### Text excerpt
-- start --
BitArray/BitFields - Resumed and polishing

Wed Jan 2 23:57:45 PST 2013

1/3/2013 6:05 AM, Era Scarecrow пишет:
> On Wednesday, 2 January 2013 at 21:00:38 UTC, Dmitry Olshansky wrote:
>> 12/31/2012 9:35 PM, Era Scarecrow пишет:
>
>> Personally I believe that if we introduce a slice of a BitArray as a
>> separate range type that represents a view of array (but can't be
>> appended to, etc. it's just a RA range with slicing).
>
>   Could do that I suppose, but then either exact length or
> append/alignment optimizations may go out the window if we remove some
> of those as options. To support those making slices part of the main
> type was easy enough. But the other issues still have to be addressed
> (that's mentioned below)
>
>>
>>>  const BitArray x = BitArray(32);
>>>  func(x);
>>>
>>
>> Then here x is passed either by ref or a copy (depending on func).
>
>   yeah... assuming func returned a struct of...
>
>   struct S {
>     BitArray x;
>     //other stuff
>   }
>
>   const(BitArray) func(const BitArray s);
>
>   in the case it's small string optimization and the original string
> gets allocated OR gets passed outside the original function that made
> the BitArray. So small string if possible, convert to ref and slice it,
> or dup it. not 100% ref in all cases but pretty close.
>
>>>  Would the function get passed the original compact buffer? Copy of x
>>> or a dup?  May not be so much an issue. However...
>>>
>>>  BitArray x = BitArray(32);
>>>  const y = x[]; //slice
>>>
>> Then y has type BitArraySlice and references x.
>
>   Agreed, although I'm still iffy about a separate slice as a range.
> Could do the range just to give it limitations, but seems like a
> headache to do less and extra code to manage.
>
>   Current code I'm writing converts (if possible) the BitArray to a
> allocated type, then passes that slice to y.
>
>>>  Now if y points to the actual compact buffer and we do the following...
>>>
>>>  x.length = 256; //allocates if it was compact
>>>
>>>  Although y will have const access the data instead of a compact
>>> array it's a pointer to an array and broken.
>>
>> Then IMO that should be a slice invalidation (akin to c++ iterator
>> invalidation). Depending on how slice is implemented it could avoid
>> being invalidated in this case but in some others it surely will (e.g.
>> shrinking).
>
>   Maybe, with the small string optimization (no allocation) it isn't so
> much an easy option. That's what this is about. Say it uses the compact
> (fixed string) and in opSlice...
>
> BitArray {
>    bool isCompact;
>    bool canExpand; //represents owner for slices or compact.
>    union {
>      size_t[] normal;
>      size_t[2] compact;
>    }
>    BitArray opSlice() {
>      BitArray ba = this;
>      ba.canExpand = false;
>      if (isCompact) {
>        ba.isCompact = false;
>        ba.normal = cast(size_t[]) this.compact[0 .. $];
>      }
>
>      return ba;
>    }
> }
>
>   This is where the allocation could cause a problem as the slice could
> be referring to stack memory at which all the data could be duds. Worse
> if you overwrite that data suddenly the allocated memory could point to
> something else! I think it's safe to say that's a bad idea.
-- end --
### Provided material
-- start --
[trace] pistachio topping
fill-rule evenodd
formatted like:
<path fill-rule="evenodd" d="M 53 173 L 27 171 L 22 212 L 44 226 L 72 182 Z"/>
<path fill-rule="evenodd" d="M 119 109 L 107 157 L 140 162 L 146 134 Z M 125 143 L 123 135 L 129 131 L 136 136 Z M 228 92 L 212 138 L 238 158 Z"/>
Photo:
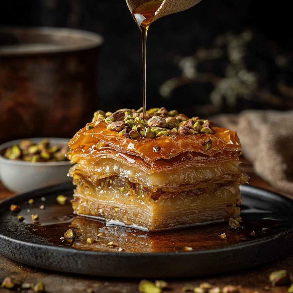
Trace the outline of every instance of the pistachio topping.
<path fill-rule="evenodd" d="M 223 293 L 239 293 L 238 287 L 232 285 L 228 285 L 223 288 Z"/>
<path fill-rule="evenodd" d="M 168 287 L 168 283 L 164 281 L 160 280 L 156 280 L 155 281 L 155 285 L 159 288 L 166 288 Z"/>
<path fill-rule="evenodd" d="M 92 238 L 88 238 L 86 239 L 86 243 L 88 244 L 92 244 L 93 243 L 93 239 Z"/>
<path fill-rule="evenodd" d="M 66 196 L 64 196 L 62 194 L 58 195 L 56 198 L 56 200 L 59 205 L 64 205 L 67 201 L 67 198 Z"/>
<path fill-rule="evenodd" d="M 20 207 L 17 205 L 11 205 L 10 206 L 10 210 L 11 212 L 18 212 L 20 210 Z"/>
<path fill-rule="evenodd" d="M 25 139 L 22 140 L 18 145 L 7 148 L 4 156 L 10 160 L 28 162 L 55 162 L 67 160 L 65 155 L 68 149 L 66 145 L 49 147 L 49 141 L 46 138 L 37 144 Z"/>
<path fill-rule="evenodd" d="M 141 293 L 161 293 L 162 292 L 161 288 L 147 280 L 143 280 L 139 282 L 138 289 Z"/>
<path fill-rule="evenodd" d="M 271 273 L 269 279 L 273 286 L 289 285 L 292 282 L 287 270 L 281 270 Z"/>
<path fill-rule="evenodd" d="M 239 229 L 240 225 L 238 221 L 232 218 L 230 218 L 229 221 L 229 227 L 233 229 Z"/>
<path fill-rule="evenodd" d="M 45 290 L 45 286 L 42 282 L 40 282 L 35 285 L 34 291 L 36 292 L 43 292 Z"/>
<path fill-rule="evenodd" d="M 214 125 L 209 120 L 200 119 L 197 116 L 190 119 L 184 114 L 178 114 L 176 110 L 168 111 L 164 107 L 148 110 L 145 119 L 146 121 L 144 121 L 142 107 L 136 110 L 120 109 L 113 113 L 105 113 L 98 110 L 94 114 L 91 123 L 96 125 L 101 121 L 104 120 L 108 125 L 108 130 L 118 132 L 120 136 L 133 139 L 140 137 L 155 138 L 178 134 L 192 135 L 214 133 Z M 88 124 L 90 129 L 91 124 Z M 209 149 L 212 147 L 211 143 L 205 146 Z M 45 152 L 42 155 L 47 155 Z"/>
-- end --
### Work to do
A. In the BitArray thread, rewrite everything from "BitArray/BitFields - Resumed" down to "range with slicing).", changing "range type" to "wrapper type".
B. Translate this sentence from the BitArray thread into Spanish: "I think it's safe to say that's a bad idea."
C. In the BitArray thread, which field of the BitArray struct represents the owner for slices or compact?

### Task solutions
A.
BitArray/BitFields - Resumed and polishing

Wed Jan 2 23:57:45 PST 2013

1/3/2013 6:05 AM, Era Scarecrow пишет:
> On Wednesday, 2 January 2013 at 21:00:38 UTC, Dmitry Olshansky wrote:
>> 12/31/2012 9:35 PM, Era Scarecrow пишет:
>
>> Personally I believe that if we introduce a slice of a BitArray as a
>> separate wrapper type that represents a view of array (but can't be
>> appended to, etc. it's just a RA range with slicing).

B. Creo que se puede decir con seguridad que es una mala idea.

C. canExpand